(Raw records)
══════
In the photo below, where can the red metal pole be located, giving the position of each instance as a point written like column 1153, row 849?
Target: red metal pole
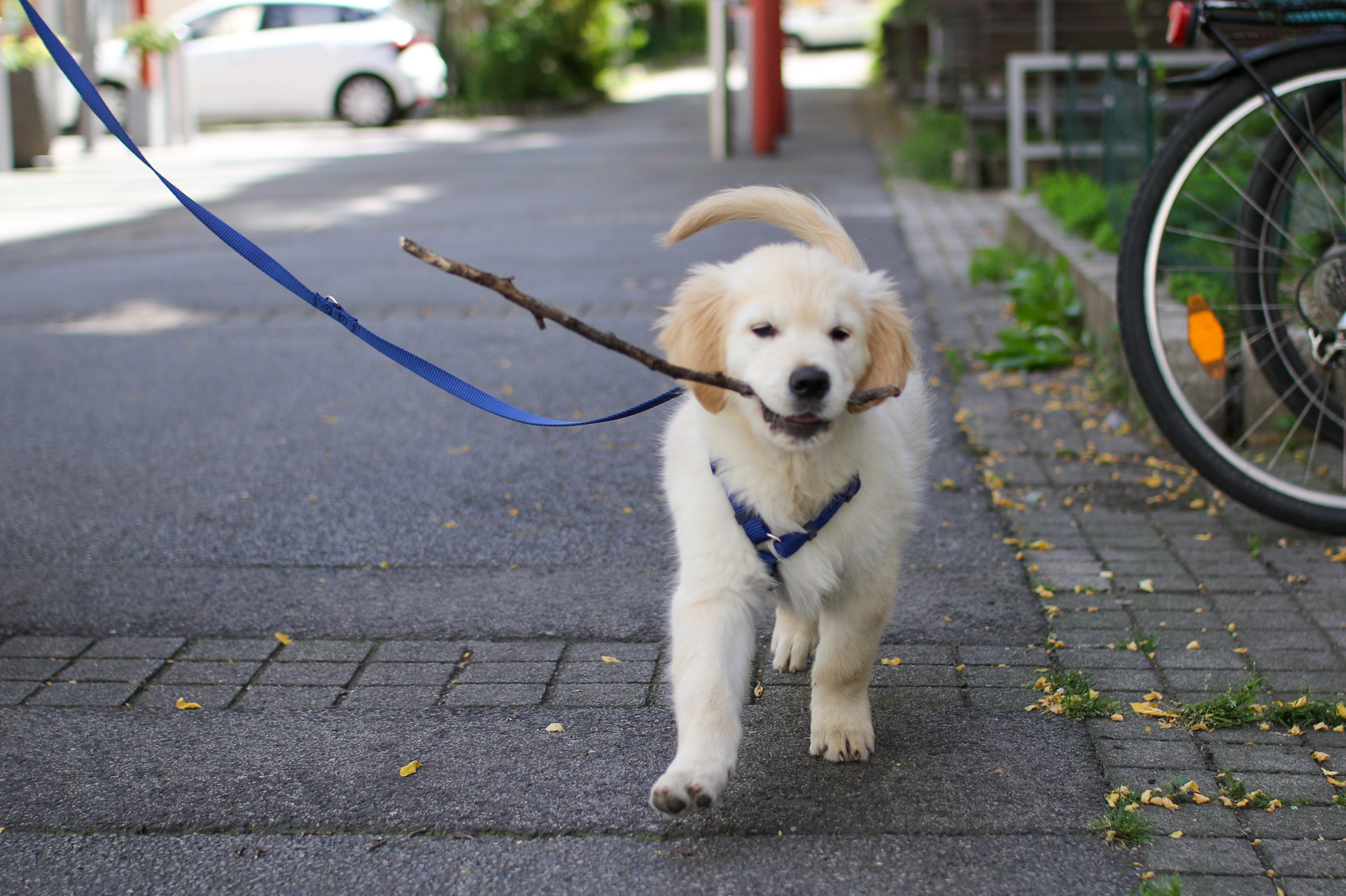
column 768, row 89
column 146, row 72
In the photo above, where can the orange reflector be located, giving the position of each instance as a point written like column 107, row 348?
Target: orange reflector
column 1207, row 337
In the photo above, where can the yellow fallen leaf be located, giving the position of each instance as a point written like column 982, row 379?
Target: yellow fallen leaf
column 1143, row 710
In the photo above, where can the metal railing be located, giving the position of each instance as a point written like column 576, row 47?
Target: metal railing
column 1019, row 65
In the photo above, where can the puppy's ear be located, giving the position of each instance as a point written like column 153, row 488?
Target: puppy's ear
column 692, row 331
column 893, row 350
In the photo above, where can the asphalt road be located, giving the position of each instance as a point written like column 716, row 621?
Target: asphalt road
══════
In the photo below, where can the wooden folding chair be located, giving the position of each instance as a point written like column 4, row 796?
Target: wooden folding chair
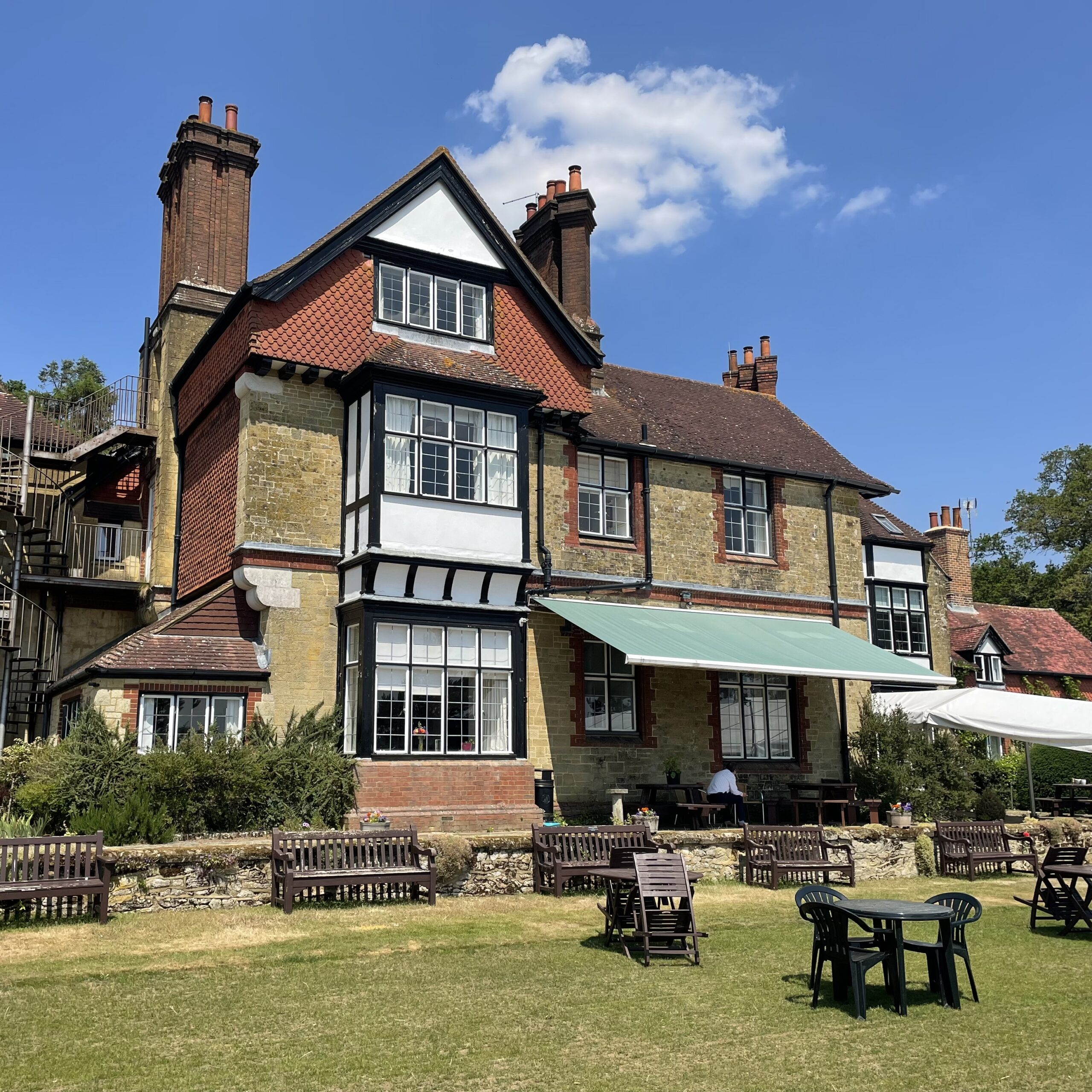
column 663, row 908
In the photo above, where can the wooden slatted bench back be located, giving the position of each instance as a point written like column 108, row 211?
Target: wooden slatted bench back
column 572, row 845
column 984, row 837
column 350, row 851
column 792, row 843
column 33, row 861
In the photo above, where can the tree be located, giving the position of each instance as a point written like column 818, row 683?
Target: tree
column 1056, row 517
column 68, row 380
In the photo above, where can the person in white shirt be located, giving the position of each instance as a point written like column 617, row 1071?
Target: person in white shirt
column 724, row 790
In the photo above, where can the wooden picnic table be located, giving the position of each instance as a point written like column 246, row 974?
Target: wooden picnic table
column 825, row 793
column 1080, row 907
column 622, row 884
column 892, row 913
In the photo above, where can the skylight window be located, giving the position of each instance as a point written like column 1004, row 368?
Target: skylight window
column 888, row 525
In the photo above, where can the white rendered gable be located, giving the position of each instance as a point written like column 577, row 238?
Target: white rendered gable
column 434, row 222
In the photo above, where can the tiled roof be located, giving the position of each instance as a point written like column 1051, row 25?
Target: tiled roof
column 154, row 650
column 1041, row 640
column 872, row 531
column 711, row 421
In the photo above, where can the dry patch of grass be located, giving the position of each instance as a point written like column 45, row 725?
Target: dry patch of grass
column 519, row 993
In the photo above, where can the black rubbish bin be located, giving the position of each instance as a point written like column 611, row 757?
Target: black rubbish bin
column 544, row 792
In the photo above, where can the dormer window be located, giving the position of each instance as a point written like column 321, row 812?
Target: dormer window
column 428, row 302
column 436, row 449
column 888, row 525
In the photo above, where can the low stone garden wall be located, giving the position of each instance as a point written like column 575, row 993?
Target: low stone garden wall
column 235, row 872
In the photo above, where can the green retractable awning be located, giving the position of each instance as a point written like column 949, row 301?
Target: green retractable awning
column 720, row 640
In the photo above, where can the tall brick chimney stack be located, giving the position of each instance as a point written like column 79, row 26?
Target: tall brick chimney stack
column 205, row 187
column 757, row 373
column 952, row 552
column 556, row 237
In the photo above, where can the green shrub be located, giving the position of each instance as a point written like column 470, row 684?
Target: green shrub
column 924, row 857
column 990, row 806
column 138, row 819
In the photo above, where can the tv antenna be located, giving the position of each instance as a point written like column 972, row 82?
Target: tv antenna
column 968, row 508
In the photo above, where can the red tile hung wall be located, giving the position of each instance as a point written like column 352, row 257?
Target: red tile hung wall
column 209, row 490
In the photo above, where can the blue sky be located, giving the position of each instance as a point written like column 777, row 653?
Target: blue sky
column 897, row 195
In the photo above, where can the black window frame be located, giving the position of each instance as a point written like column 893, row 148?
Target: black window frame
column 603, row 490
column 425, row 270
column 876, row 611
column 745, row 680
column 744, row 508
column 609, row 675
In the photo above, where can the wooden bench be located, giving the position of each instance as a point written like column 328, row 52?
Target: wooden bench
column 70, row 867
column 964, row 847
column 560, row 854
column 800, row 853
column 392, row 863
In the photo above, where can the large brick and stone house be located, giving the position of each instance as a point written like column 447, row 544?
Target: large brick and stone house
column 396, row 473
══════
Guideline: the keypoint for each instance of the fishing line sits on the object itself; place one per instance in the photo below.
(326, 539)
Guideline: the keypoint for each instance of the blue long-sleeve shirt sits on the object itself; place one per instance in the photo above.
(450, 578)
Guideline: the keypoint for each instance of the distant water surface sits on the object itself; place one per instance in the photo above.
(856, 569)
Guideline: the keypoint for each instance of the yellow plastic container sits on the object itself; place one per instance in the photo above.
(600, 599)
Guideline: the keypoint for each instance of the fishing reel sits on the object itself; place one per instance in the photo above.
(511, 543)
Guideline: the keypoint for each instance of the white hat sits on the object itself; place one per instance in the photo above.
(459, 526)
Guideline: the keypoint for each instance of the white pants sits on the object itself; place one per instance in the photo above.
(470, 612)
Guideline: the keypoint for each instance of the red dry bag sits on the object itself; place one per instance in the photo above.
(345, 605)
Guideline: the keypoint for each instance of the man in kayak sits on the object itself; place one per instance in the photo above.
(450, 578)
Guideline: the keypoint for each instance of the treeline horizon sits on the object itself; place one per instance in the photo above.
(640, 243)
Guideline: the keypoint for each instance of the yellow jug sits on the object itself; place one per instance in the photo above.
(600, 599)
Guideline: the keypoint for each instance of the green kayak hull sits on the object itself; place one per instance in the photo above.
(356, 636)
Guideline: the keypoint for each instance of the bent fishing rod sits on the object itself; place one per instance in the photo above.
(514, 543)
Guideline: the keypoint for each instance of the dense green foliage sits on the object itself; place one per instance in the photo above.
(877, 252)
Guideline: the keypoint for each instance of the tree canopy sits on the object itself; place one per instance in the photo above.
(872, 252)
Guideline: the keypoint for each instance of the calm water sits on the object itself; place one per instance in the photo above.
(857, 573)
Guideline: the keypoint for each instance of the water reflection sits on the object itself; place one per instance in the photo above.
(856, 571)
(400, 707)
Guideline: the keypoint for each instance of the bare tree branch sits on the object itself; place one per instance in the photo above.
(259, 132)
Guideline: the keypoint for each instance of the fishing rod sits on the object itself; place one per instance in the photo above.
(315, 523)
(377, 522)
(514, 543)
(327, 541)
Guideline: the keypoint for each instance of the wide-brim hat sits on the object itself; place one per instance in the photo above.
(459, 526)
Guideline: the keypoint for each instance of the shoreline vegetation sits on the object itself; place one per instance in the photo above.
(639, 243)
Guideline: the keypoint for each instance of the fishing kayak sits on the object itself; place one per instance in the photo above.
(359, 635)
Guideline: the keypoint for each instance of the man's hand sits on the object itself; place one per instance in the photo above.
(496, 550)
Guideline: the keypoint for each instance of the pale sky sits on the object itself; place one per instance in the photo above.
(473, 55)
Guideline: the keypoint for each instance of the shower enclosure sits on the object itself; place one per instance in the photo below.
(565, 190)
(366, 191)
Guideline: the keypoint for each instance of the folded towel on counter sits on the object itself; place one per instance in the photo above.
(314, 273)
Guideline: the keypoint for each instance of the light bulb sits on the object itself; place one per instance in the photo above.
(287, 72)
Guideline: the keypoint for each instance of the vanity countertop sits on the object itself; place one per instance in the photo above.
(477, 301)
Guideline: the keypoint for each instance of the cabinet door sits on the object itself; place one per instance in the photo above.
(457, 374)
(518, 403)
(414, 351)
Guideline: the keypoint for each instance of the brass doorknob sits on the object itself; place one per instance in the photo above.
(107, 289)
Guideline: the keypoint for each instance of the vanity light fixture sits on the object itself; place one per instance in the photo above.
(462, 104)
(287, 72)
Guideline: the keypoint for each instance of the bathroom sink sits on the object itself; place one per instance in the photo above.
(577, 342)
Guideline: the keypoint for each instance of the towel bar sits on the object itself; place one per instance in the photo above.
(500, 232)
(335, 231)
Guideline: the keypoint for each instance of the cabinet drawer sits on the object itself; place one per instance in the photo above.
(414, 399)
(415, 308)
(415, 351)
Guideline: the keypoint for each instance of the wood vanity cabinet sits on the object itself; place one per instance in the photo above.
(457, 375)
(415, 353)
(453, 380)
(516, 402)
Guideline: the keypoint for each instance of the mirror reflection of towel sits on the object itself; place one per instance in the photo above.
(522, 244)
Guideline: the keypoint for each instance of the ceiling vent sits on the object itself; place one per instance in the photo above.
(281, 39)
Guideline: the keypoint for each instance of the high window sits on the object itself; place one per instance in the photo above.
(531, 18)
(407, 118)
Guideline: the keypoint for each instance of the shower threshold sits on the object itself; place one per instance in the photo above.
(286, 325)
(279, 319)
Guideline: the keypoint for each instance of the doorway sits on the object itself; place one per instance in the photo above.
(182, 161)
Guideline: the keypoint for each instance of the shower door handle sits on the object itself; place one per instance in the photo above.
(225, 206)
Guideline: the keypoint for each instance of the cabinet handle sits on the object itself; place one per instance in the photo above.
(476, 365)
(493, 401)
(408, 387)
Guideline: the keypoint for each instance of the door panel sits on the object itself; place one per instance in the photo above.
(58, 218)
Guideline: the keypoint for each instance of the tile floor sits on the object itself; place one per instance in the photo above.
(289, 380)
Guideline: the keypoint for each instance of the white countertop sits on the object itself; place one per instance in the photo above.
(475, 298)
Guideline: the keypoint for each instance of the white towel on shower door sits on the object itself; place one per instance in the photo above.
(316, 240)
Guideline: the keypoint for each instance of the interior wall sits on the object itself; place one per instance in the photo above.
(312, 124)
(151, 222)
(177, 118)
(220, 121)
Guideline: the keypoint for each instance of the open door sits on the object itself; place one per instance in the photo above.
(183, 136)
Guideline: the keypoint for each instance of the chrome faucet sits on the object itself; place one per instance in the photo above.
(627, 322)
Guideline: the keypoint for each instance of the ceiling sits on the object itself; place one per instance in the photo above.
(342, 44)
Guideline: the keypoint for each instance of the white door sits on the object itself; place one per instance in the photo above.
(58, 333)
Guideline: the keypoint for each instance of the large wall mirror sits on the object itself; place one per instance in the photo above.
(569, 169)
══════
▸ **TASK**: Gather every line in the records above that contains the string "rendered".

▸ **RESPONSE TO THIS TASK**:
In the photo above, where can the white rendered gable be located, giving the position of each instance as a point written like column 577, row 238?
Target: white rendered gable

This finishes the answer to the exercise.